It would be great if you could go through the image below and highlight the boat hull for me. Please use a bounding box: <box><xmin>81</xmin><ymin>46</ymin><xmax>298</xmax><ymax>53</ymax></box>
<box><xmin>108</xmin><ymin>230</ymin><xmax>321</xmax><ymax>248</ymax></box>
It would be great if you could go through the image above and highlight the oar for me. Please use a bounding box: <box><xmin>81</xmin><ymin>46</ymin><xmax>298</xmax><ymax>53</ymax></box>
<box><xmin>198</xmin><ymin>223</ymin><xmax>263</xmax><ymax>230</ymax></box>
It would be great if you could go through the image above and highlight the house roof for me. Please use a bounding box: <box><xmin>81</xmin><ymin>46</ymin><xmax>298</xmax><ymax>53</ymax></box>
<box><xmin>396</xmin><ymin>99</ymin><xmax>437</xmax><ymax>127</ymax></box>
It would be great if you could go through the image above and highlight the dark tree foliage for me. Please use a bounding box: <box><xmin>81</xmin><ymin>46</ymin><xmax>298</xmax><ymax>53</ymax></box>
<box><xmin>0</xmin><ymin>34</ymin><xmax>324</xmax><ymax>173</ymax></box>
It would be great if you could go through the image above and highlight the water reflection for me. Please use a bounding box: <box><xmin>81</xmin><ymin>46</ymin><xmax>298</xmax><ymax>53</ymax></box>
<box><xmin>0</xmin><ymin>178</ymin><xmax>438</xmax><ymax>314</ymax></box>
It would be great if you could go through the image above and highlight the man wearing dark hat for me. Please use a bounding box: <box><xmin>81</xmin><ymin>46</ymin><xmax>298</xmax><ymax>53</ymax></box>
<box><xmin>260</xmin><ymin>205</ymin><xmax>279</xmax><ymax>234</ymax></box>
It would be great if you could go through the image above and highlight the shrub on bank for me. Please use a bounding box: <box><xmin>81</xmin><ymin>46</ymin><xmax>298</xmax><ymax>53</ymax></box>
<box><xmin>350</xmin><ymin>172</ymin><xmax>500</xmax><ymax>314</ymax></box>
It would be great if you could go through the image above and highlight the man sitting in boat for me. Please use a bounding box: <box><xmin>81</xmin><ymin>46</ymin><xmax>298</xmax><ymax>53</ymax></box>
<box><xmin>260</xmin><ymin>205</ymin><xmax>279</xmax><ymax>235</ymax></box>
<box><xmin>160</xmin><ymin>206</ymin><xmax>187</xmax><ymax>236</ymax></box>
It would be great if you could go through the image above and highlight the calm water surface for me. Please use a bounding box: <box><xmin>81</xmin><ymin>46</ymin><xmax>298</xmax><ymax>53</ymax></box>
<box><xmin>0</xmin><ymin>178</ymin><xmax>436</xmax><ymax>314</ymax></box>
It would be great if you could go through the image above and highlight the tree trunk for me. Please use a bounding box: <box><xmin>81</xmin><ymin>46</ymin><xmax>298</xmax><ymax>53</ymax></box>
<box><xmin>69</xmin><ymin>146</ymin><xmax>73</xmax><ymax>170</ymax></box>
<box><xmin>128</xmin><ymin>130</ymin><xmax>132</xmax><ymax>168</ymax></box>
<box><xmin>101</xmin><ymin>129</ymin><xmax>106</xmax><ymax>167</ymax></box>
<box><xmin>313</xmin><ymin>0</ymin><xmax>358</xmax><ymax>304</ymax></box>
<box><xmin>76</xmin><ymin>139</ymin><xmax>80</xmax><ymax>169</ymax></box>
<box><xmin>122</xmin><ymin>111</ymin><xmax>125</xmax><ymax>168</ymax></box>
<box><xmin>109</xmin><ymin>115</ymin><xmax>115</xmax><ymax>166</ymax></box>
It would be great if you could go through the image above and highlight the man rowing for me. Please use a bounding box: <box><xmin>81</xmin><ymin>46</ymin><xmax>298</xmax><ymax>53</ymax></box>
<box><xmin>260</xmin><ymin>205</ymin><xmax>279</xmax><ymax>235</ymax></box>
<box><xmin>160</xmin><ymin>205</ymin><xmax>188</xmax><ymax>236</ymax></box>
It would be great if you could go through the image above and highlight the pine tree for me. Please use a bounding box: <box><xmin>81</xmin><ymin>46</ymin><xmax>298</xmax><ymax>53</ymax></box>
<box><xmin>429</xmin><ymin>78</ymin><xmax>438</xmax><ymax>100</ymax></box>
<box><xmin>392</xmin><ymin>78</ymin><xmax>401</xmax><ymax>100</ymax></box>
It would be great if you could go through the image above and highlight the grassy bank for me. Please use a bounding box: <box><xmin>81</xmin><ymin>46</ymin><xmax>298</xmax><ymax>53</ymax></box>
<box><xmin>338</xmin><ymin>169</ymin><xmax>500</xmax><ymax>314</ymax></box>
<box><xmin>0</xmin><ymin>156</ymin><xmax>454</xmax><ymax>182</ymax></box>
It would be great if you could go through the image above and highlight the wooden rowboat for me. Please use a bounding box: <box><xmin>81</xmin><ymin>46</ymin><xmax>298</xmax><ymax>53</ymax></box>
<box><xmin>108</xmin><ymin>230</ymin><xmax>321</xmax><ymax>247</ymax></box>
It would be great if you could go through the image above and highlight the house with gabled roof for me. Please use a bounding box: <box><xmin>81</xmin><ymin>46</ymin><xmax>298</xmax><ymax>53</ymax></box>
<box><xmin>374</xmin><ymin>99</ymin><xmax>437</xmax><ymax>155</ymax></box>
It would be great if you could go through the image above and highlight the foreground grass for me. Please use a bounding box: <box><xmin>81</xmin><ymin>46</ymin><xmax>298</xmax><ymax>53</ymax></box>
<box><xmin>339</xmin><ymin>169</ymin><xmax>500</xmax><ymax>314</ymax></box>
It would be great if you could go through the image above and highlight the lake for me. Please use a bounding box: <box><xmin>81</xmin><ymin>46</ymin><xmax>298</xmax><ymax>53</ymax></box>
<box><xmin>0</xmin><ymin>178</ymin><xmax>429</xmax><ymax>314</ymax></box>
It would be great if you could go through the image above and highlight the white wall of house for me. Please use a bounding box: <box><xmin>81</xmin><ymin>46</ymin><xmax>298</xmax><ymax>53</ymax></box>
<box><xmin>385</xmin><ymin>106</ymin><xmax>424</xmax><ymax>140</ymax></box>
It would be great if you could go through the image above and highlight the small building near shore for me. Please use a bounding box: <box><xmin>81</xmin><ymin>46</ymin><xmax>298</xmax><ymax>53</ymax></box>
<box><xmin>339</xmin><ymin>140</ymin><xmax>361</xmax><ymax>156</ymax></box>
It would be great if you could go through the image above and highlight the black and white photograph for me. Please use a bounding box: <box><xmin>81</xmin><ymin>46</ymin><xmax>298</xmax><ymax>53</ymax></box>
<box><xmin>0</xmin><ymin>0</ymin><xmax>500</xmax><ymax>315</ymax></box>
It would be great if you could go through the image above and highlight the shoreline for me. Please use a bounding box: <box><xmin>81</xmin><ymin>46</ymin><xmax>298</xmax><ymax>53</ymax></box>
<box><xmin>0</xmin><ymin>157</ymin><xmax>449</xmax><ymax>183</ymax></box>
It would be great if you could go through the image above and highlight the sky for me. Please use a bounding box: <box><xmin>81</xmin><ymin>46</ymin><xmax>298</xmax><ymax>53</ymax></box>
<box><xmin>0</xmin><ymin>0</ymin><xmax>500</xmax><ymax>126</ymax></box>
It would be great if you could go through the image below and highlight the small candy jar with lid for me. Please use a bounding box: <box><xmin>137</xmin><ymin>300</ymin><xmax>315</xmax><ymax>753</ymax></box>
# # # # #
Work to be completed:
Please select and copy every line of the data above that contains the word "house".

Response:
It would be great if you could go through the image above and highlight the house roof for me. Please use a bounding box: <box><xmin>81</xmin><ymin>46</ymin><xmax>298</xmax><ymax>53</ymax></box>
It would be great if you could go through the image above and highlight the house with gabled roof for me. Please use a bounding box: <box><xmin>81</xmin><ymin>46</ymin><xmax>298</xmax><ymax>53</ymax></box>
It would be great if you could go through the image above and highlight the white wall of house for me. Please use a bounding box: <box><xmin>81</xmin><ymin>46</ymin><xmax>298</xmax><ymax>53</ymax></box>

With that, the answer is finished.